## INFORMATION SUPPLIED
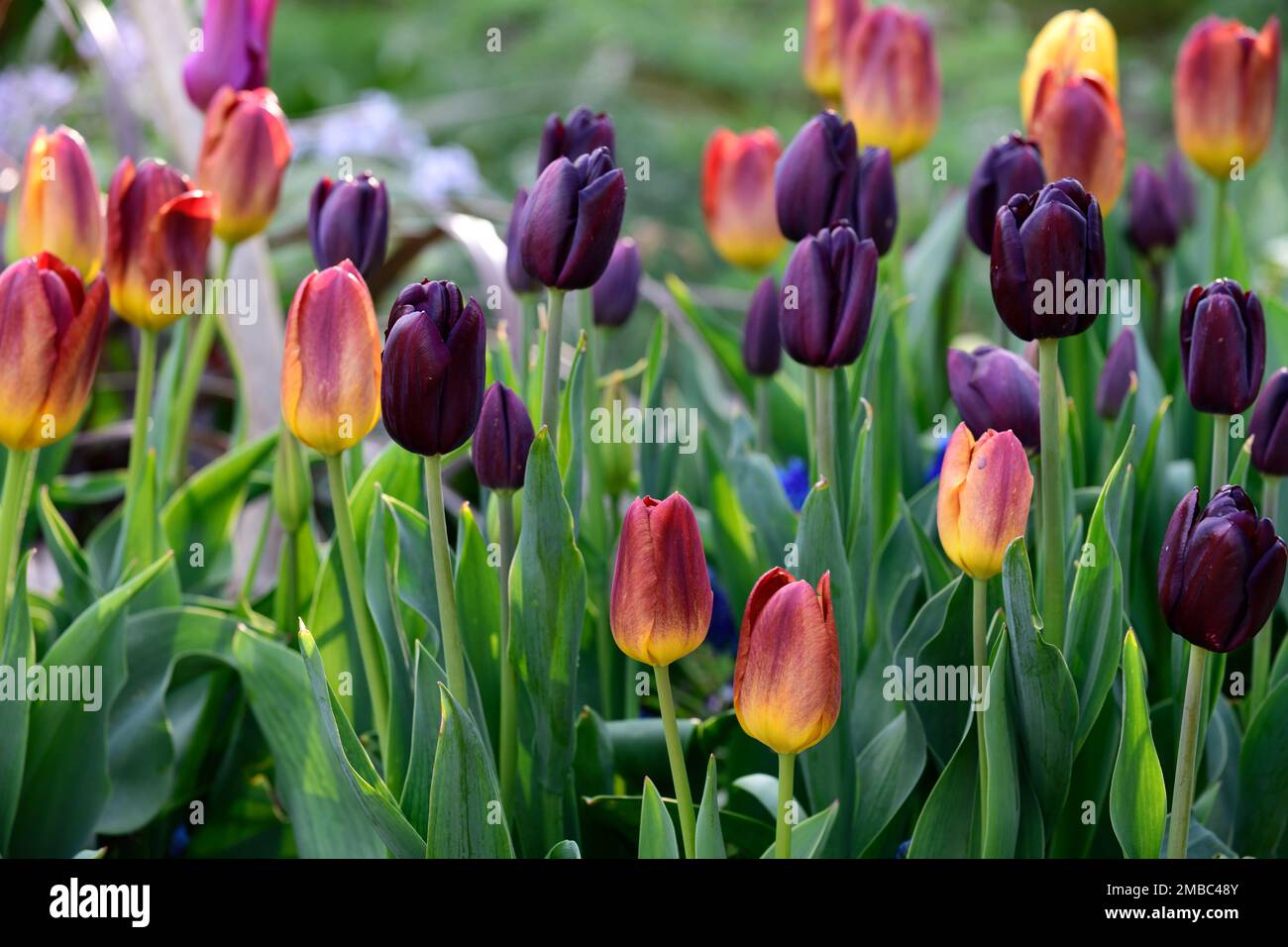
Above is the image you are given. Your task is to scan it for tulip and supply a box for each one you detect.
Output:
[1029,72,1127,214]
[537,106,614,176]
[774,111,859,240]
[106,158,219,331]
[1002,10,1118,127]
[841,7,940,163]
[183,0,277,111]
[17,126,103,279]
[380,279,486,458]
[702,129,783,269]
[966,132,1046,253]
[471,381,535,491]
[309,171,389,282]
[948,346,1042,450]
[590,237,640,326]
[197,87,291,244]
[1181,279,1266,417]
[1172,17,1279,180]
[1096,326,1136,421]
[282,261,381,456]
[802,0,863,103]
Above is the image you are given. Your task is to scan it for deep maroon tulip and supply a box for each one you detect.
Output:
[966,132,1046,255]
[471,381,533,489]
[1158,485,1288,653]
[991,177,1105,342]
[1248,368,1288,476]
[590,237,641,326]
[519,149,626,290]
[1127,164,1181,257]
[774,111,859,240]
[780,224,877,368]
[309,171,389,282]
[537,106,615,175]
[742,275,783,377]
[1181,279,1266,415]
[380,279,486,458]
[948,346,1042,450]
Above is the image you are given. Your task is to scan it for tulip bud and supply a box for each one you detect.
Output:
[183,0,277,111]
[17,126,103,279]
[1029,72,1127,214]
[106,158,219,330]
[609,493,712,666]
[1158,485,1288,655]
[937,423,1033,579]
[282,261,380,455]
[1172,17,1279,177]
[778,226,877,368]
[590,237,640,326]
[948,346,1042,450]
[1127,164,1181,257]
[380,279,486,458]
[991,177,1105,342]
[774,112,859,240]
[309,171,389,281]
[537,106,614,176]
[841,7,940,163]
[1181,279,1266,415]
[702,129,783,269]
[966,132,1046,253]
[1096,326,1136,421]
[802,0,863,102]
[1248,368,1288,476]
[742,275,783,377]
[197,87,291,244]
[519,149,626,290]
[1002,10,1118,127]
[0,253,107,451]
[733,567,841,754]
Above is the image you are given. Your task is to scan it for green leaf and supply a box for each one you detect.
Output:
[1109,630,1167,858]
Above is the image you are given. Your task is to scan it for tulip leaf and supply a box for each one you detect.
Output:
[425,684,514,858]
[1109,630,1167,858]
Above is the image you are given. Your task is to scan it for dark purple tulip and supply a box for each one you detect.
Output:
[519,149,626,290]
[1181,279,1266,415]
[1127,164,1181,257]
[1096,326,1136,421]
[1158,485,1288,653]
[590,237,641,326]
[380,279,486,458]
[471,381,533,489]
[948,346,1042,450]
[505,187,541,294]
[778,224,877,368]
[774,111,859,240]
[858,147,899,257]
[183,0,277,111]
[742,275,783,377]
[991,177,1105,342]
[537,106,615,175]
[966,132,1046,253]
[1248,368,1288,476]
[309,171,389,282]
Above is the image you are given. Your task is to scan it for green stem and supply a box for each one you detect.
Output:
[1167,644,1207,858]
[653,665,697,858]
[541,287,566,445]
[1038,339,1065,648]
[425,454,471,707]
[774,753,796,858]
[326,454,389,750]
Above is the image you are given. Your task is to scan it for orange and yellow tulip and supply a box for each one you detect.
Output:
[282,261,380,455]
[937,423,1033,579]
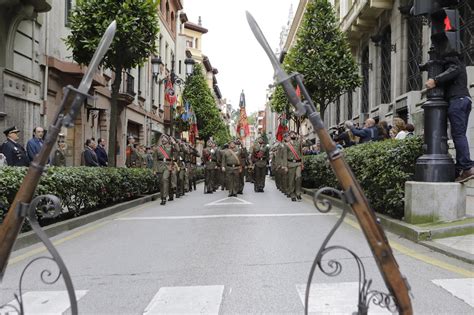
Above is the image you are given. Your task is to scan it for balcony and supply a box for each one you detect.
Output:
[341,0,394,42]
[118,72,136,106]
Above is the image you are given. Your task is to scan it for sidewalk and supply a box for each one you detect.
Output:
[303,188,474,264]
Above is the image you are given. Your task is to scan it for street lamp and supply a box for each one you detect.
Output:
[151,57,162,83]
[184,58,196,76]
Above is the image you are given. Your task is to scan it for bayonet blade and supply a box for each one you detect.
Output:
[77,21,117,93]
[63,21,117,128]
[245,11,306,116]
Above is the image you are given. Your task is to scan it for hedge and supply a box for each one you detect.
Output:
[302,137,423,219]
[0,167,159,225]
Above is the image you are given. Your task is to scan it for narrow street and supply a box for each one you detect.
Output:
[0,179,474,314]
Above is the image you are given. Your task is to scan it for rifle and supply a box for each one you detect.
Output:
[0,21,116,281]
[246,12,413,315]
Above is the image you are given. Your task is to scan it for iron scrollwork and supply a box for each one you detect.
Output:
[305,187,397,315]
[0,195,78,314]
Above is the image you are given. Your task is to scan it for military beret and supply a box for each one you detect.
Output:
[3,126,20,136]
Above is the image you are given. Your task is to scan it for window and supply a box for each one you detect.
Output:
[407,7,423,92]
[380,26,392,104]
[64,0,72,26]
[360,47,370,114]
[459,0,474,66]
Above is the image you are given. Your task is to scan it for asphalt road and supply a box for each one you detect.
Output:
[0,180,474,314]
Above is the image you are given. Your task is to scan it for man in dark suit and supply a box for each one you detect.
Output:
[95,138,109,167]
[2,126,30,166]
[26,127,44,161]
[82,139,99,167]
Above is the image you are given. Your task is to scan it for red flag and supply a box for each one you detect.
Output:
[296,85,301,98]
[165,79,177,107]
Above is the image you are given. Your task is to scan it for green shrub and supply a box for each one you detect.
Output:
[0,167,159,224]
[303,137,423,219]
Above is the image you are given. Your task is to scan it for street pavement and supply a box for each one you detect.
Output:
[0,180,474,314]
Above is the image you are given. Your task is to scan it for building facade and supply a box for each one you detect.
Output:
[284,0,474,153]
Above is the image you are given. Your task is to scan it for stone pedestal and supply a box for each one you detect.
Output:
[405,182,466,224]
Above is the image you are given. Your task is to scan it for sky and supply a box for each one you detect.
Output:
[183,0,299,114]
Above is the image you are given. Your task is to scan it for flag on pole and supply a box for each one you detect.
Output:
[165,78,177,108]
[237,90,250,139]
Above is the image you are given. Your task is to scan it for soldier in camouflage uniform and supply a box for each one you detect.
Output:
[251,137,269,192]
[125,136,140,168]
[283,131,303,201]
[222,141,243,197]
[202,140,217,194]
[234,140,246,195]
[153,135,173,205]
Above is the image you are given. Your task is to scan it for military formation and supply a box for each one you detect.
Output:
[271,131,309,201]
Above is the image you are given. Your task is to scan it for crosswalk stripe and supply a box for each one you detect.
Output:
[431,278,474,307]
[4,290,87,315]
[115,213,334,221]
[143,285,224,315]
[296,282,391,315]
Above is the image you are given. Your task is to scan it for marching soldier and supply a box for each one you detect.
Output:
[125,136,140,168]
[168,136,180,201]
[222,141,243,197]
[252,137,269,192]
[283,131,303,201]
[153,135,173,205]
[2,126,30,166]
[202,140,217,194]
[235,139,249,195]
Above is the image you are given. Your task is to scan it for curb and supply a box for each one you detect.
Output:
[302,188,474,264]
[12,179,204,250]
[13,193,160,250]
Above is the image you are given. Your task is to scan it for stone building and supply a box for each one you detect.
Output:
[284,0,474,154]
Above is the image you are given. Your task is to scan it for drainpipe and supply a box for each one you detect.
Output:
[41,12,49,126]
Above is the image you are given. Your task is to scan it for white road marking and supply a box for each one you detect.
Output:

## CHALLENGE
Return each of the rows above that contains the string "street". The match is case-sensitive.

## RESULT FOR THIS TASK
Above is the image you are given. Your task is to scan it for street lamp and supply a box for each one you detect.
Above is the image you are given. Your task is to scan it for narrow street and supply a box for each one you detect.
Above is the image you are given. Your task is to scan it for street pavement and supply a box for each one you detect.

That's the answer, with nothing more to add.